• **WORK TO COMPLETE**
Collect every line of the items below that contains the string "open".

• **MATERIAL PROVIDED**
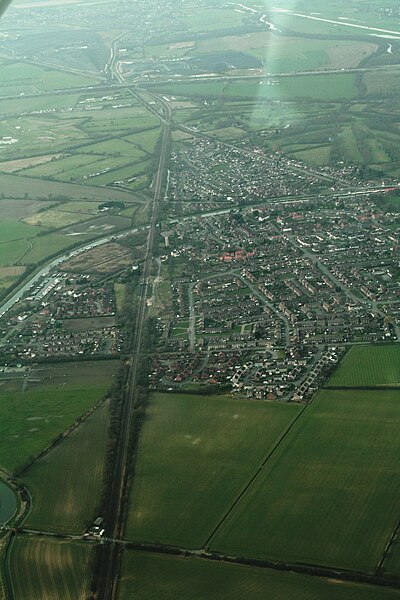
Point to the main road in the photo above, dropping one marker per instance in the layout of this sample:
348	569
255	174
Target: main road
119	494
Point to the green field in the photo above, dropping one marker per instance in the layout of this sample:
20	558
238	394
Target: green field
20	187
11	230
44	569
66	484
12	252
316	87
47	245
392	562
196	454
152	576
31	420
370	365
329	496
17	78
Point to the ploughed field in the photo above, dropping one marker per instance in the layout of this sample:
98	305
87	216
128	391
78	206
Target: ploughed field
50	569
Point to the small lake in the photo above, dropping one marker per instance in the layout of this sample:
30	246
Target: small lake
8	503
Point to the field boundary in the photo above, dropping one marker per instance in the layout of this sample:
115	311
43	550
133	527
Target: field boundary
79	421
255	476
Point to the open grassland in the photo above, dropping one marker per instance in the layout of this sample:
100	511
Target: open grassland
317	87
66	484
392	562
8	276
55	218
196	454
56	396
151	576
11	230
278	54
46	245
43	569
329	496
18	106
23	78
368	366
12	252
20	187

--

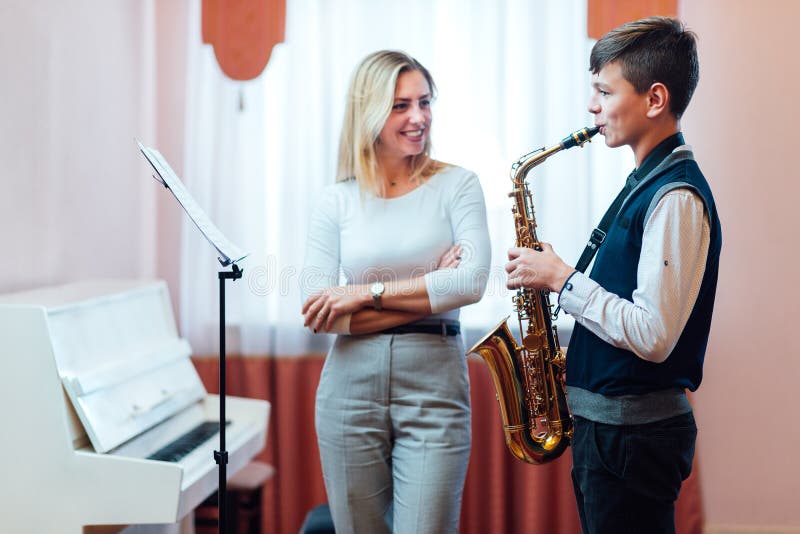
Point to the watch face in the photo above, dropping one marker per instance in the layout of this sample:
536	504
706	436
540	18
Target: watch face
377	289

• **THE RESULT**
Point to the open grassland in the photo above, dropping one marker per instance in the layout of this sample:
Target: open grassland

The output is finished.